* **Alıntılanan Metin**
◇ ◇ ◇

Islah Nedir? Islah Nasıl Yapılır?

Islah nedir, nasıl yapılır konulu Youtube videomuzu izleyebilirsiniz.

Hukuk Muhakemeleri Kanunu’nda yer alan “davanın ıslahı” ne anlama gelir ve ne işe yarar? Dava nasıl ıslah edilir? Avukat Saim İNCEKAŞ tarafından bu soruların cevapları sizler için ele alındı.

Islah Ne Demektir? Davanın Islah Edilmesi Ne Anlama Gelir?

Aslı Arapça olan “Islah” kelimesi sözlükte “iyileştirme, iyi bir duruma getirme, düzeltme” anlamları taşır.

Hukukta “ıslah”, görülmekte olan bir davanın taraflarından birinin yapmış bulunduğu bir usulü işlemin kısmen ya da tamamen düzeltmesine “ıslah” denilir. Islah tek taraflı bir usul işlemidir. Islah işlemini karşı tarafın kabul etmesi gerekmez. Islahın amacı tarafların iddia ve savunmanın genişletilmesi yasağı nedeniyle yapamadığı işlemleri bir defaya mahsus yapmalarına izin vermektir. Islah işlemi karşı tarafa tebliğ edilir. Islah işlemi ile vakıalar, olaylar, dava konusu ve talep sonucu değiştirilebilir. Ancak ikinci bir tanık listesi verilemez.

Hukuk yargılamasında iddia ve savunmayı belirginleştirmek ve netleştirmek önemlidir. Karşı tarafın açık rıza ve muvafakati olmadan, iddia ve savunmayı değiştirmek ya da genişletmek mümkün değildir. Ancak, bazı hallerde, karşı tarafın açık rızası bulunmasa da iddia ve savunmayı değiştirmek veya genişletmek mümkündür. Bu yol, ” ıslah yolu”dur.

◇ ◇ ◇

* **Sağlanan Bilgiler**

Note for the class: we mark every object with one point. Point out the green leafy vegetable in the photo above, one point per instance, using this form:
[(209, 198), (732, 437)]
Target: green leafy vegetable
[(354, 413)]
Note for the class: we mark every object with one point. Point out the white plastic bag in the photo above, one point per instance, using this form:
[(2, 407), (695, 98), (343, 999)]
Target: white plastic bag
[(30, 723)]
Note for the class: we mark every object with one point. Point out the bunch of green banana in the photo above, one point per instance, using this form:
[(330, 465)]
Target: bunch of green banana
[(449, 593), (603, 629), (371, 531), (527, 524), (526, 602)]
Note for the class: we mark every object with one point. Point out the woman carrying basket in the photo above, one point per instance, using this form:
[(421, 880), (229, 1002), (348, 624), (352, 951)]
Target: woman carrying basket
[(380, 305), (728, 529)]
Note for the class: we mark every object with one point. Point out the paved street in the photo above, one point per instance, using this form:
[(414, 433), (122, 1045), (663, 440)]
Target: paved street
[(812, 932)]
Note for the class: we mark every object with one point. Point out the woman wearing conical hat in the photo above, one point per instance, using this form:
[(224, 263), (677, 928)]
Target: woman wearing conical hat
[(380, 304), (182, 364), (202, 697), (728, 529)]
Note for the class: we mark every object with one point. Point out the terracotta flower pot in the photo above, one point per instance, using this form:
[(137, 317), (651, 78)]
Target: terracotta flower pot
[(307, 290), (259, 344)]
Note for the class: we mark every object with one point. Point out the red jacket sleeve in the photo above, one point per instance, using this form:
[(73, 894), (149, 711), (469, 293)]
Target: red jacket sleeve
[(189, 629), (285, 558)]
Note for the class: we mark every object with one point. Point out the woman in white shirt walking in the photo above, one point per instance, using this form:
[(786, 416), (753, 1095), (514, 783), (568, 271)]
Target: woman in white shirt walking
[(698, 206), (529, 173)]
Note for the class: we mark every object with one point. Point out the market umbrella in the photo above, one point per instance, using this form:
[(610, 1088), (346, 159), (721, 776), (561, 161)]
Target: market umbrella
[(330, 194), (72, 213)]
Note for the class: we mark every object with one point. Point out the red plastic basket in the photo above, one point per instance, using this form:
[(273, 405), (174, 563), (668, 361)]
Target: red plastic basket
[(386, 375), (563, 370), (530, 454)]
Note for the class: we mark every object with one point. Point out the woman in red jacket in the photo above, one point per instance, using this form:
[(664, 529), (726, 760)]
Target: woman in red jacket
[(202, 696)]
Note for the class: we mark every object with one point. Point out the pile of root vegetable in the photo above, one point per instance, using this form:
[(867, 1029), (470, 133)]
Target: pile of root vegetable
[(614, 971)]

◇ ◇ ◇

* **Görevler**
1. Islah konulu metinde geçen "Islah işlemini karşı tarafın kabul etmesi gerekmez." cümlesini İngilizceye çeviriniz.
2. Islah konulu metnin "Hukuk Muhakemeleri Kanunu’nda" ifadesiyle başlayıp "Ne Anlama Gelir?" ifadesiyle biten kısmını aynen yazdırınız.

* **Görevlerin Yanıtları**
1. The opposing party does not need to accept the amendment.

2.
Hukuk Muhakemeleri Kanunu’nda yer alan “davanın ıslahı” ne anlama gelir ve ne işe yarar? Dava nasıl ıslah edilir? Avukat Saim İNCEKAŞ tarafından bu soruların cevapları sizler için ele alındı.

Islah Ne Demektir? Davanın Islah Edilmesi Ne Anlama Gelir?